• _BRIEF 1_: Decide whether each statement agrees with the letter about Rome: (a) the façade of St. Peter's impressed the writer at first sight; (b) an old friend urged the writer to save the ruins for moonlight; (c) the monk at the organ was playing for a crowd of listeners. Answer yes or no for each and quote the words of the letter that decide it.
• _BRIEF 2_: In the letter about Rome, where did the old friend take the writer?
• _BRIEF 3_: From the letter about Rome, extract the passage running from "I strayed down" up to and including "looking at.".

TEXT EXCERPT START

University of Virginia Library

42. LETTER XLII.

FIRST DAY IN ROME—SAINT PETER'S—A SOLITARY
MONK—STRANGE MUSIC—MICHAEL ANGELO'S MASTERPIECE—THE
MUSEUM—LIKENESS OF YOUNG AUCUSTUS—APOLLO
BELVIDERE—THE MEDICEAN VENUS
—RAPHAEL'S TRANSFIGURATION—THE PANTHEON—
THE BURIAL-PLACE OF CARRACCI AND RAPHAEL—ROMAN
FORUM—TEMPLE OF FORTUNE—THE ROSTRUM
—PALACE OF THE CESARS—THE RUINS—THE COLISEUM,
ETC.

To be rid of the dust of travel, and abroad in a
strange and renowned city, is a sensation of no slight
pleasure anywhere. To step into the street under
these circumstances and inquire for the Roman Forum,
was a sufficient advance upon the ordinary feeling to
mark a bright day in one's calendar. I was hurrying
up the Corso with this object before me a half hour
after my arrival in Rome, when an old friend arrested
my steps, and begging me to reserve the “Ruins” for
moonlight, took me off to St. Peter's.

The façade of the church appears alone, as you
walk up the street from the castle of St. Angelo. It
disappointed me. There is no portico, and it looks
flat and bare. But approaching nearer, I stood at the
base of the obelisk, and with those two magnificent
fountains sending their musical waters as if to the
sky, and the two encircling wings of the church embracing
the immense area with its triple colonnades, I
felt the grandeur of St. Peter's. I felt it again in the
gigantic and richly-wrought porches, and again with
indescribable surprise and admiration at the first step
on the pavement of the interior. There was not a
figure on its immense floor from the door to the altar,
and its far-off roof, its mighty pillars. its gold and
marbles in such profusion that the eye shrinks from
the examination, made their overpowering impression
uninterrupted. You feel that it must be a glorious
creature that could build such a temple to his Maker.

An organ was playing brokenly in one of the distant
chapels, and, drawing insensibly to the music, we
found the door half open, and a monk alone, running
his fingers over the keys, and stopping sometimes as
if to muse, till the echo died and the silence seemed
to startle him anew. It was strange music very irregular,
but sweet, and in a less excited moment, I could
have sat and listened to it till the sun set.

I strayed down the aisle, and stood before the
“Dead Christ” of Michael Angelo. The Savior lies
in the arms of Mary. The limbs hang lifelessly down,
and, exquisitely beautiful as they are, express death
with a wonderful power. It is the best work of the
artist, I think, and the only one I was ever moved in
looking at.

The greatest statue and the first picture in the world
are under the same roof, and we mounted to the Vatican.
The museum is a wilderness of statuary. Old
Romans, men and women, stand about you, copied,
as you feel when you look on them, from the life,
and conceptions of beauty in children, nymphs, and
heroes, from minds that conceived beauty in a degree
that has never been transcended, confuse and bewilder
you with their number and wonderful workmanship.

TEXT EXCERPT END
MATERIAL PROVIDED START

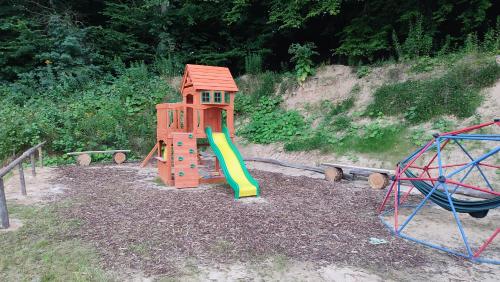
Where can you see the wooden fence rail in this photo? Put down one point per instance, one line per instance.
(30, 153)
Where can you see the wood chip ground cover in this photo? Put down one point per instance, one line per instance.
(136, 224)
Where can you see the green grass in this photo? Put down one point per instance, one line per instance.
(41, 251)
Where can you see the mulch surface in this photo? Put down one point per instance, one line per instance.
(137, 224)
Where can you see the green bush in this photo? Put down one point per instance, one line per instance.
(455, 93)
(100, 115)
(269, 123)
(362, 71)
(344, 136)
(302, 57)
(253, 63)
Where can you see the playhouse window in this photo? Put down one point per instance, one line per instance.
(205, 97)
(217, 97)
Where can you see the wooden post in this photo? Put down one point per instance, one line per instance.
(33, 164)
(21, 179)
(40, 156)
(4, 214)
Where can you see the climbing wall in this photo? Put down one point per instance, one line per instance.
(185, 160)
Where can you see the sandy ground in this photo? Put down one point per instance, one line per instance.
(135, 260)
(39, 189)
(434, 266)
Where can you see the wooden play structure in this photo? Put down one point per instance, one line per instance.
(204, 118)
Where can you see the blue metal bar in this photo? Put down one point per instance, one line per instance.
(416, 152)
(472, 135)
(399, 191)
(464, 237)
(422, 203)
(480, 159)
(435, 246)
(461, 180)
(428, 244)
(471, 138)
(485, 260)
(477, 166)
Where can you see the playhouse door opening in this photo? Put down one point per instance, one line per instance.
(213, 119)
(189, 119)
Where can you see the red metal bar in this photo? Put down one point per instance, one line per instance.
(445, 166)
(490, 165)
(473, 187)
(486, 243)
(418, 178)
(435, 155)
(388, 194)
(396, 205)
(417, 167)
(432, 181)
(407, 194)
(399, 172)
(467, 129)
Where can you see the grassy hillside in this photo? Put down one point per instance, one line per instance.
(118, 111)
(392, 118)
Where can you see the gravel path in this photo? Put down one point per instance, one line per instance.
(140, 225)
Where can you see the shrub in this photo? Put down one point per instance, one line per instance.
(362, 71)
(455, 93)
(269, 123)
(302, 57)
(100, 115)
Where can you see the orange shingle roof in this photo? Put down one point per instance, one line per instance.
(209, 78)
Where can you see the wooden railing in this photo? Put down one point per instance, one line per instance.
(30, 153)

MATERIAL PROVIDED END

• _WRITTEN ANSWER 1_:
(a) No: "It disappointed me."
(b) Yes: "begging me to reserve the “Ruins” for moonlight"
(c) No: "found the door half open, and a monk alone"

• _WRITTEN ANSWER 2_: To St. Peter's.

• _WRITTEN ANSWER 3_:
I strayed down the aisle, and stood before the
“Dead Christ” of Michael Angelo. The Savior lies
in the arms of Mary. The limbs hang lifelessly down,
and, exquisitely beautiful as they are, express death
with a wonderful power. It is the best work of the
artist, I think, and the only one I was ever moved in
looking at.